What you need to do:
In the text on checkout abandonment, what does it recommend adding to checkout pages when visitors don't trust the site?

#### Text shown

For all the coverage this subject gets, I would argue that it’s not enough. Checkout abandonment is a global phenomenon that impacts online sellers in all industries and markets.

It happens when someone starts the buying process but does not complete it, for any number of reasons. For some companies, as many as 80% of visitors who make it to the first step in the checkout process will abandon before completing the purchase.

That’s a problem. But the good news is that for most of us, it’s a fixable one.


The first thing to do is diagnose what might be going wrong. While there are some best practices that you can implement, it’s best to identify what is making people leave the checkout process before trying to fix it. Otherwise you might ignore the biggest issues and start fixing problems you don’t have.

Here are some potential issues and the solutions you should implement. Remember that the key to this kind of conversion rate optimization is continual testing. Measure the impact of your changes so that you know the right formula for success.

  1. Your visitors don’t trust you. They may think your site is insecure, or your offering is a scam of some sort. If that’s the case, they’re likely to second guess themselves and go running for the hills. To combat that, add trust indicators like third-party verification to the checkout pages.
  2. Your visitors are surprised by hidden fees. If you add shipping and handling or other charges after the fact, you might be sending the wrong message to your customers. To combat that, offer free shipping wherever possible or show the full price at the very beginning of the process.
  3. Your visitors are impatient. They all are. To ensure more of them make it to the final step, cut out any unnecessary time spent in the process. That means reducing pages, forms, and load time of pages.
  4. Your visitors are using their phones and your checkout was designed for a desktop. Nobody has time to zoom in and out and retype all that information on their phone. To combat that, create a mobile-friendly checkout process.
  5. Your visitor does not have the time to complete the checkout process right now. Either that or they don’t have their credit card on them. To combat that, make it easy for someone to save their cart and come back to complete the purchase later.
  6. Your visitor has last minute questions they need answered before they buy from you. To combat that, offer an obvious phone number or live chat option so that they don’t have to leave the shopping cart to get their questions answered.

########
#### Data for analysis

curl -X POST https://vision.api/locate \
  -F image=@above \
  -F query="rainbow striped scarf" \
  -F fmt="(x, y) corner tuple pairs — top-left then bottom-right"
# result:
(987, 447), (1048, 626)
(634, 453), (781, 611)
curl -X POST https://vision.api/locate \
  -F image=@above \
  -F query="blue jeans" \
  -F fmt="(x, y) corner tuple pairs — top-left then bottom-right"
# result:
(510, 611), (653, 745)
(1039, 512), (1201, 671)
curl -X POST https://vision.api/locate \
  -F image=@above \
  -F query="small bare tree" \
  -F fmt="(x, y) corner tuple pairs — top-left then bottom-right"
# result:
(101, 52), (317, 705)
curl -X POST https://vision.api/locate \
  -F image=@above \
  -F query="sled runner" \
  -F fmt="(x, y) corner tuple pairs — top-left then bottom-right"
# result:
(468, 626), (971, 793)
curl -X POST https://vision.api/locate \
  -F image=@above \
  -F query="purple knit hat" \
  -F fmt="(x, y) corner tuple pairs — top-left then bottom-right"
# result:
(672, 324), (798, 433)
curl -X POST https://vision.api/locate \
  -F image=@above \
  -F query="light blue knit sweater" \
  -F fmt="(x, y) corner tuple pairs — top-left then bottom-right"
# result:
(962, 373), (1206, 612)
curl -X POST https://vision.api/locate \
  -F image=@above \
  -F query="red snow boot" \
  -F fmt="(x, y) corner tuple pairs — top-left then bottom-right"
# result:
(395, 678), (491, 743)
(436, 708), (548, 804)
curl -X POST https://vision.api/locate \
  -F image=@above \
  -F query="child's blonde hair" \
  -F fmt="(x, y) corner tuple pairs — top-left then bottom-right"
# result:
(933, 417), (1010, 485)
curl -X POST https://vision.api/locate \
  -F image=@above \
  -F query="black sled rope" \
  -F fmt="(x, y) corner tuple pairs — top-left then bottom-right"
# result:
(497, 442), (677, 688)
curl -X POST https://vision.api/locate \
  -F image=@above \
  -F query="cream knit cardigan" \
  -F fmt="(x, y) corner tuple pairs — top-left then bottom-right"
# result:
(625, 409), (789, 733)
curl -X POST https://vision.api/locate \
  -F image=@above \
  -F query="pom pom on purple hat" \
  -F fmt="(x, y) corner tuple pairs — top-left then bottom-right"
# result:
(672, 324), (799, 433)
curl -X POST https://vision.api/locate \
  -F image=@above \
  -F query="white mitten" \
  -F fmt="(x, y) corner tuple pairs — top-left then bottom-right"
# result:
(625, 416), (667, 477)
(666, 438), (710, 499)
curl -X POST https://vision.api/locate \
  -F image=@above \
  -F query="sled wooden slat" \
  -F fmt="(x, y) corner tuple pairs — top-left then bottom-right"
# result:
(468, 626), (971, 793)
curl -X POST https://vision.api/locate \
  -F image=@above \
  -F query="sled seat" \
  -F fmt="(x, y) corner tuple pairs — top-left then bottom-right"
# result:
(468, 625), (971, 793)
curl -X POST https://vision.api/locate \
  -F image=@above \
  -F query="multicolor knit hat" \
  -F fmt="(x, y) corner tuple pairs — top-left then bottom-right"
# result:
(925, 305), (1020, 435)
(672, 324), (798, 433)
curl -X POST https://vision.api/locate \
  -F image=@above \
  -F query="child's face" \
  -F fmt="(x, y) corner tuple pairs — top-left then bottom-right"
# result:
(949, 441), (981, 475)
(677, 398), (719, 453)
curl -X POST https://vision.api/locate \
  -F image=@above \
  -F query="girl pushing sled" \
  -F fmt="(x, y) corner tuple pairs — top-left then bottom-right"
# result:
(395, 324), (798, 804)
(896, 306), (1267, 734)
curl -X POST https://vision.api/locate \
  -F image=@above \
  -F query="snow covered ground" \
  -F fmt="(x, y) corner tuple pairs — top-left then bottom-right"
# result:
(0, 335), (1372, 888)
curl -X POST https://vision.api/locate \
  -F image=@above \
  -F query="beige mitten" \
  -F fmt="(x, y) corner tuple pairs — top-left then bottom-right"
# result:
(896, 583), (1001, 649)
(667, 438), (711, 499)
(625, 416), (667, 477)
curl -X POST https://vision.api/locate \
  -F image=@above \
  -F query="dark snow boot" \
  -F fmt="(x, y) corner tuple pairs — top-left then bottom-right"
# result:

########

Solved problem:
Trust indicators like third-party verification.